Text section
---
The EP is a true testament to Chri$DaPrince’s ability to craft songs that captivate and illustrate his vision so cohesively. Revealing his true self through poignant self-expression, this EP only further secures his position as an artist who demands attention and whose voice should be heard loud and clear.
Listen to Chri$DaPrince EP below.
Congrats on your Ep, 'BLACK IS BLACK’ which came out in February, how’s it all been going?
Honestly I’ve been happy with It. It’s a short project but I put a lot into it simply because It’s something new for my audience. I tried to dip and dabble in a few different things rather than make the same music I’ve been making in the past and It’s been received well. I’m just happy people are embracing the sounds that I’m putting out and I’m just trying to keep it rolling on the same path and grow that way.
How long has this been in the making, can you talk about the creative process
I’m a one-man team really, so from videos to recording, mixing, engineering, directing all the videos, that’s all me. I have a little home studio set up, so I did everything by myself, recording in the house, I’ll go for a soulful vibe just taking it back to 80s samples, 90s samples and just bring out that richness in the music. Sonically that’s what I was going for, then with the visuals I just tried to be as eye-catching as possible just to get people’s attention. All the visuals I’ve been directing is mainly to try to get people’s attention before listening to the song, that way they can be like “oh wow this looks cool” before hearing the song.
---
Dataset section
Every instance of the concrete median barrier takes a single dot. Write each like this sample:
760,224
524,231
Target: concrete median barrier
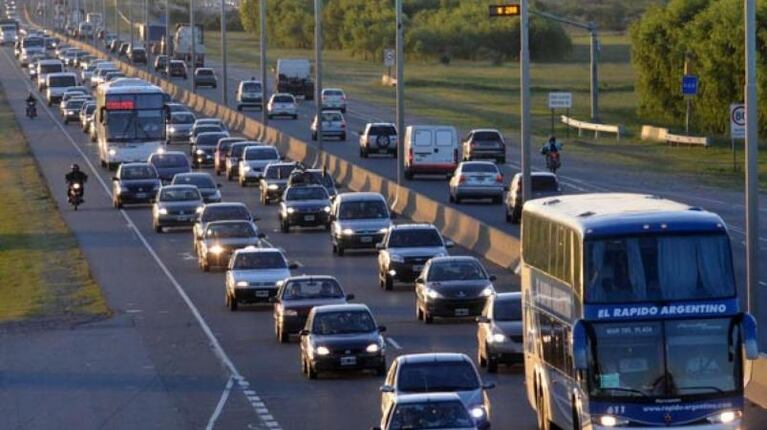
---
Required tasks
a) Decide whether each statement below agrees with the interview about Chri$DaPrince's EP. For each, answer yes or no and quote the words of the interview that decide it.
(i) The EP 'BLACK IS BLACK' was released in February.
(ii) Chri$DaPrince relied on outside engineers to mix the EP.
(iii) The soulful sound of the EP draws on samples from the 1970s.
b) Write the next part of the interview about Chri$DaPrince's EP, picking up after its final line.

Exercise answers
a)
(i) Yes: "which came out in February"
(ii) No: "I’m a one-man team really, so from videos to recording, mixing, engineering, directing all the videos, that’s all me."
(iii) No: "taking it back to 80s samples, 90s samples"

b)
What did you learn about yourself and what do you hope your listeners will gain from it.
For me, I wanted it to be a reintroduction to myself. I’m starting a new journey and I wanted people to begin the journey with me from here. I’ve reached a check point in my career and we’re about to go somewhere crazy, this is where you guys need to get on. It’s like a new stop and I’m about to take everyone on a journey, that’s the vibe I was going for, just bringing people along the new journey I’m going on.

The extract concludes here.